**Task**
In the data below, find every line that has the string "instance", and copy it.
Material for this task section start
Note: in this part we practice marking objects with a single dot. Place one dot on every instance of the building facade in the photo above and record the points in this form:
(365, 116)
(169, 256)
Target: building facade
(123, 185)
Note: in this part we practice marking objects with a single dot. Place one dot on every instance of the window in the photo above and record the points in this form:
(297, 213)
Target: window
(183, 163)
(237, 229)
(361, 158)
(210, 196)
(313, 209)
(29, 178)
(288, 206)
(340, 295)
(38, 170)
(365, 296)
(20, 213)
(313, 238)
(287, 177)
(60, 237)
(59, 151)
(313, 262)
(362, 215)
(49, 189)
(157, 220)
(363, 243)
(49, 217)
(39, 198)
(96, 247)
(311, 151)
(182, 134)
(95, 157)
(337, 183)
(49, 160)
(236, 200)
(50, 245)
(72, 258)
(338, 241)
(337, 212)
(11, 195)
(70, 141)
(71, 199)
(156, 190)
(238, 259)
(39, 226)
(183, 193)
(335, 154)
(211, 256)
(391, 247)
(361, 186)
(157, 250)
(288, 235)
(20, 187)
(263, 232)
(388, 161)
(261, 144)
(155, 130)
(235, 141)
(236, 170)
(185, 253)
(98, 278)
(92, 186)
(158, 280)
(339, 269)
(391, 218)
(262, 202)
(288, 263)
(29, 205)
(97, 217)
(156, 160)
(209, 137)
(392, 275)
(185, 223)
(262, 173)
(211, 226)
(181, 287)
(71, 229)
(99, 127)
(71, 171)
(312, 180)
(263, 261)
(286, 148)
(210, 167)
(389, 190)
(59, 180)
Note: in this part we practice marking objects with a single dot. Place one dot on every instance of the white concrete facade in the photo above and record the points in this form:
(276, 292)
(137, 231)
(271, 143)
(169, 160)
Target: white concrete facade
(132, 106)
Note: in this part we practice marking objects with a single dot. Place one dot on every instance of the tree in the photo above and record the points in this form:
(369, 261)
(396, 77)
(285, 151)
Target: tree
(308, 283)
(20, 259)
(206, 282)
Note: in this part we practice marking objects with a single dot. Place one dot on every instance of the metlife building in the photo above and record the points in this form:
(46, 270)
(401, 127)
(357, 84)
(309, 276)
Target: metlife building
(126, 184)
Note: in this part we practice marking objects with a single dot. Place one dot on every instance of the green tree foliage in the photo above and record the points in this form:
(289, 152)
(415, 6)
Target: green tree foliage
Material for this task section end
**Exercise answer**
Note: in this part we practice marking objects with a single dot. Place one dot on every instance of the building facade in the photo above and record the points in this form:
Note: in this part we practice marking objects with a single dot. Place one dot on every instance of the window in the photo above and record the points in this form:
Note: in this part we practice marking objects with a single dot. Place one dot on every instance of the white concrete facade in the photo above and record the points in this form:
Note: in this part we practice marking objects with a single dot. Place one dot on every instance of the tree in the photo above and record the points in this form:
Note: in this part we practice marking objects with a single dot. Place one dot on every instance of the metlife building in the photo above and record the points in this form:
Note: in this part we practice marking objects with a single dot. Place one dot on every instance of the green tree foliage in the photo above and record the points in this form:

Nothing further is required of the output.